Problem:
Find every line in the entries below that contains the word "orange" and copy each of those lines.

Listed entries:
───

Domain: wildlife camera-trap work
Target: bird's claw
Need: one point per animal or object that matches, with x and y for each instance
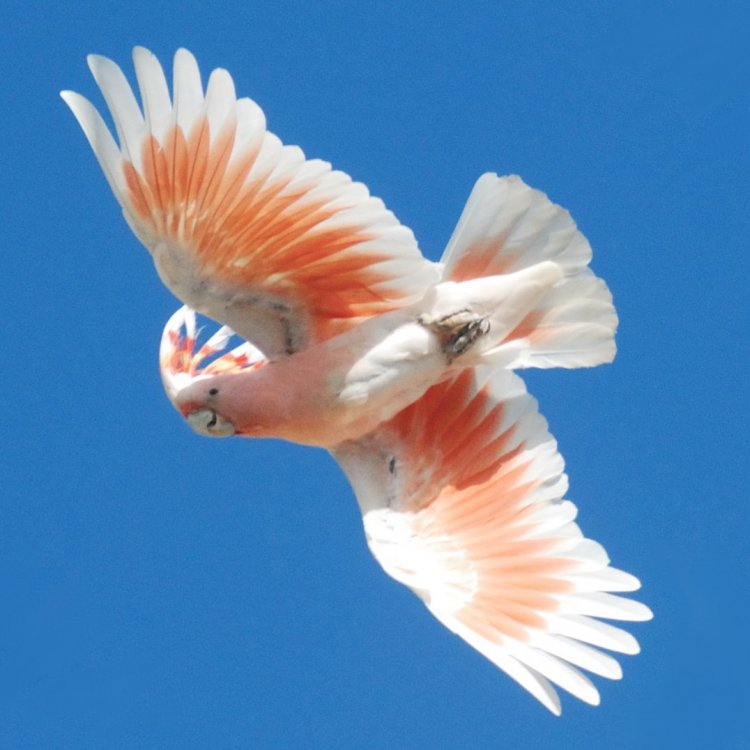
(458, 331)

───

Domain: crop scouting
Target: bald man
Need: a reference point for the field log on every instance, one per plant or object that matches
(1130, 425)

───

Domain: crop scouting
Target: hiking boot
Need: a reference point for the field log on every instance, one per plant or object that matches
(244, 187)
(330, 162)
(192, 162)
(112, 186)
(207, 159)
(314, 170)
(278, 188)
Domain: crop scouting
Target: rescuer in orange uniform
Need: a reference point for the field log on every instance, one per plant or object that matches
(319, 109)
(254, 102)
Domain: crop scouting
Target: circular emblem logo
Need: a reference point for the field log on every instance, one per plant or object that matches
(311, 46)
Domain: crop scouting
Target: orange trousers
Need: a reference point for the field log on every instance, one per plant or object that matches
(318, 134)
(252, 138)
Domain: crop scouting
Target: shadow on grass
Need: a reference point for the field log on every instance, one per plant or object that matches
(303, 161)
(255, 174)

───

Task solution:
Target: rescuer in orange uniform
Target: orange trousers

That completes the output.